Records for pointing at named objects:
____
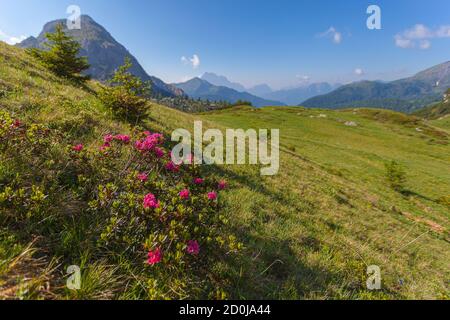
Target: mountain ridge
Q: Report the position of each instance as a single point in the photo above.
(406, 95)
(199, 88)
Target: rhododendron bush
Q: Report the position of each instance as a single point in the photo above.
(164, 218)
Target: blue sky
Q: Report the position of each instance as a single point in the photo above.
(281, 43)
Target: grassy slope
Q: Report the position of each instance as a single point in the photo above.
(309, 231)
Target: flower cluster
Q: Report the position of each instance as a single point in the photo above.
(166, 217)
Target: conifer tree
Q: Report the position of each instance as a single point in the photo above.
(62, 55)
____
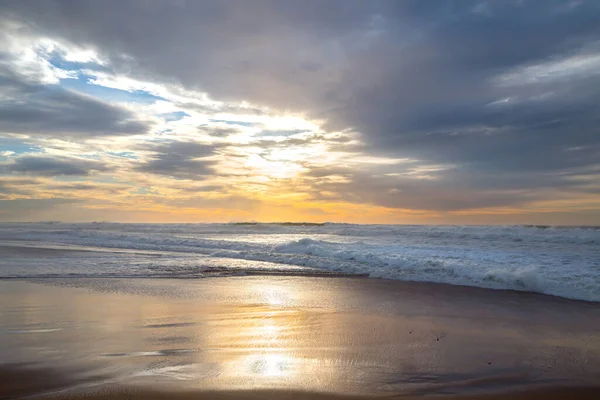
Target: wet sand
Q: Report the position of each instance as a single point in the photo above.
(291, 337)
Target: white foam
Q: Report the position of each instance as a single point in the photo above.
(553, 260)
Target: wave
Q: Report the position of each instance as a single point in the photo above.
____
THE TASK
Copy out every line of the data above that contains the string "Target", treating uppercase and lowercase letters as different.

EXPECTED OUTPUT
Target: mountain ridge
Target: rhododendron bush
Target: blue sky
Target: grassy slope
Target: flower cluster
Target: conifer tree
Target: wet sand
Target: white foam
Target: wave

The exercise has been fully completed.